• PASSAGE FOURNI:
Quant à l’Europe, la pauvre tangue, son falot est éteint, sa coque est démâtée, ses chefs sont déjantés – Houla ! Non, l’Europe ne s’est pas rompue. La France « était » le pays de l’équilibre, jusques alors (merci à la famille Dassault !! pourquoi pas) une puissance libre, désormais en danger de mort cérébrale stratégique. Comment pouvez-vous proférer cela, alors qu’elle se réveille ? Pour permettre à vos fans de réfléchir, probablement. Est-ce l’Allemagne qui vous fait peur ? Ou la crainte de voir le centre de gravité de l’Union Européenne bouger un peu plus de Strasbourg vers les pays de l’Est ?

• CONSIGNES:
**A.** Dans la première phrase du passage fourni, relevez toutes les propositions qui décrivent l'état de l'Europe avant l'interjection « Houla ! ».
**B.** Répondez aux questions suivantes d'après le passage fourni :
(i) Quelle famille le passage remercie-t-il ?
(ii) De quel danger la France est-elle désormais menacée selon le passage ?
(iii) Selon la dernière phrase, d'où vers où le centre de gravité de l'Union Européenne pourrait-il bouger ?
**C.** Recopiez à l'identique le segment du passage fourni allant de « Quant à l’Europe, la » jusqu'à « pays de l’Est ? ».

• DONNÉES D'ÉTUDE:
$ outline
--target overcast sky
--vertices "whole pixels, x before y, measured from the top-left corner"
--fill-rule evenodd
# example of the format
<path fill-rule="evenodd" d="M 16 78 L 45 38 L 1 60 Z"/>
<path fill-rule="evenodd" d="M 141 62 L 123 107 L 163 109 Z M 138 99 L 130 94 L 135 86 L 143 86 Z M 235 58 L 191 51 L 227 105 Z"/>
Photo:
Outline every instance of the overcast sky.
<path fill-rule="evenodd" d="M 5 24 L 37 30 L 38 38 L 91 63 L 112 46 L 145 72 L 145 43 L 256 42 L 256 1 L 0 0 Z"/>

• CORRIGÉ:
**A.**
la pauvre tangue
son falot est éteint
sa coque est démâtée
ses chefs sont déjantés

**B.**
(i) La famille Dassault.
(ii) D'un danger de mort cérébrale stratégique.
(iii) De Strasbourg vers les pays de l'Est.

**C.**
Quant à l’Europe, la pauvre tangue, son falot est éteint, sa coque est démâtée, ses chefs sont déjantés – Houla ! Non, l’Europe ne s’est pas rompue. La France « était » le pays de l’équilibre, jusques alors (merci à la famille Dassault !! pourquoi pas) une puissance libre, désormais en danger de mort cérébrale stratégique. Comment pouvez-vous proférer cela, alors qu’elle se réveille ? Pour permettre à vos fans de réfléchir, probablement. Est-ce l’Allemagne qui vous fait peur ? Ou la crainte de voir le centre de gravité de l’Union Européenne bouger un peu plus de Strasbourg vers les pays de l’Est ?